Bear with me for a moment of deconstruction and then we will get to some reconstruction. We don’t leave the building in a heap of rubble. We put it back better than we found it.
We searched the Bible for what God requires for New Testament worship. We landed on five acts. Preach the Word, Give, Sing, Pray, Lord’s Supper. I would add a sixth – offer the invitation. To fail to do so is tantamount to sin!
Then we said biblical worship requires all five, even though no one text has all five nor is the instruction that all five are required present in any text to “get it right.”
Here is the problem that needs a solution – The idea is that as long as you get the form right, God is pleased. What does the Lord require of you? All these things I have done since I was young. Sure but you missed the point if your heart is rotten, if you complain about everything that happened on Sunday as if it was all about you and as if the people were singing your praise.
Our answer to what does God require has been this – get the form right and God will automatically be pleased. But now we see from the scriptures that is a pretty low view and expectation from God. God is far more dynamic than that.
Let me say is plainly – this kind of thinking is pagan, not Christian. Pagan thinking was about having right forms to control the gods. Think Harry Potter and Hermione trying to say the spells just right for them to work. It is occult, not Christian that if we walk through the steps just right God is happy. We do this, God does that. We are good. Box checked.

* **Records provided**
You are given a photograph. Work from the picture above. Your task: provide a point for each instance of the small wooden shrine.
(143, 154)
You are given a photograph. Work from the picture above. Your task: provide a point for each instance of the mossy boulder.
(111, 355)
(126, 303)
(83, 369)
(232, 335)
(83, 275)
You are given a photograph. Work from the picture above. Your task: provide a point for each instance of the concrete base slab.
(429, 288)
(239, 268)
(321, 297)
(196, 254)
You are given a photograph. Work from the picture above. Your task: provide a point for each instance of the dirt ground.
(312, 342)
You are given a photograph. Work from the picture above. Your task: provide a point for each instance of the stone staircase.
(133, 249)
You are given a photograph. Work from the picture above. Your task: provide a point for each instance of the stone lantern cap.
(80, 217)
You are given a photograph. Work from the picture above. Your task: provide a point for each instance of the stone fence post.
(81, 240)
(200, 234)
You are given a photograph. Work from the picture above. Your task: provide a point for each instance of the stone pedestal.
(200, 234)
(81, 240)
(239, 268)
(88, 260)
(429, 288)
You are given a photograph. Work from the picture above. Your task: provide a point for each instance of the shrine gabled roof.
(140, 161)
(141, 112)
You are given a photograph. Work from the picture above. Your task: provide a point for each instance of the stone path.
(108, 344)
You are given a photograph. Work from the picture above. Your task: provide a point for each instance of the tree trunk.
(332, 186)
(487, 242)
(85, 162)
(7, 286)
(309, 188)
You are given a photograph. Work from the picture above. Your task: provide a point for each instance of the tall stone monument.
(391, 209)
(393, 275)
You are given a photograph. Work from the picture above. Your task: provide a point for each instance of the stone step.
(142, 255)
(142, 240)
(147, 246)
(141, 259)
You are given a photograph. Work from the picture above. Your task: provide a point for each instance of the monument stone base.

* **Work instructions**
A – List every act of New Testament worship named in the passage on worship, including the sixth one that is added.
B – Extend the passage on worship, starting right after "Box checked."
The material has nothing to do with the passage on worship.

* **Task responses**
A – Preach the Word, Give, Sing, Pray, Lord's Supper, offer the invitation

B –
Here is the solution – understand that worship was never only about the form, it was about the heart. Get the form right and the heart wrong and you get the whole thing wrong,
Consider Ephesians 5:18-20,
“18 Do not get drunk on wine, which leads to debauchery. Instead, be filled with the Spirit, 19 speaking to one another with psalms, hymns, and songs from the Spirit. Sing and make music from your heart to the Lord, 20 always giving thanks to God the Father for everything, in the name of our Lord Jesus Christ.”
We took these verses and concluded it was about a form pleasing to God (worship without instruments) without also considering every word in this verse is equally important. “From your heart to the Lord” is important. We were more interested in finding the form than it coming from the heart – in fact the “from the heart” phrase was just used as leverage for our position (from the heart not from a guitar) than it was to actually think that we should worship God from our heart – that our heart should be in proper disposition to God when we worship!
We were/are stuck on forms in answer to what does God require.
Once we see there is more too it than the form then we begin to open ourselves up to what worship is all about – pleasing God because we love God. If you don’t exhibit the fruit of the Spirit when you worship, you may be caught up on form.
Last, God wants us to worship out of reconciled relationships.
Matt 5:23-24, “Therefore, if you are offering your gift at the altar and there remember that your brother or sister has something against you, 24 leave your gift there in front of the altar. First go and be reconciled to them; then come and offer your gift.”
The Old Testament doesn’t require that in black and white but if they (in the Old Testament) knew God they would know that was the right thing to do. The offering is required by the letter of the law. It would easy to justify offering it without reconciliation but Jesus knows that is not good for what is deep inside of us and that these things actually affect the quality of our worship.
Let us truly make music with our hearts to the Lord and take ourselves out of the center of worship to put Jesus back in His place. Let us uphold our zeal to have a solid biblical theology of worship. I love our Lord’s Supper theology, for instance! And let us understand that God doesn’t just want the offering, He wants all of us! To give him less is to check a box and box checking has never been the answer to what does God require of us?
P.S. – This is not unique to Churches of Christ but some of the ways we go about it are our own and need to be examined. Thanks for your patience!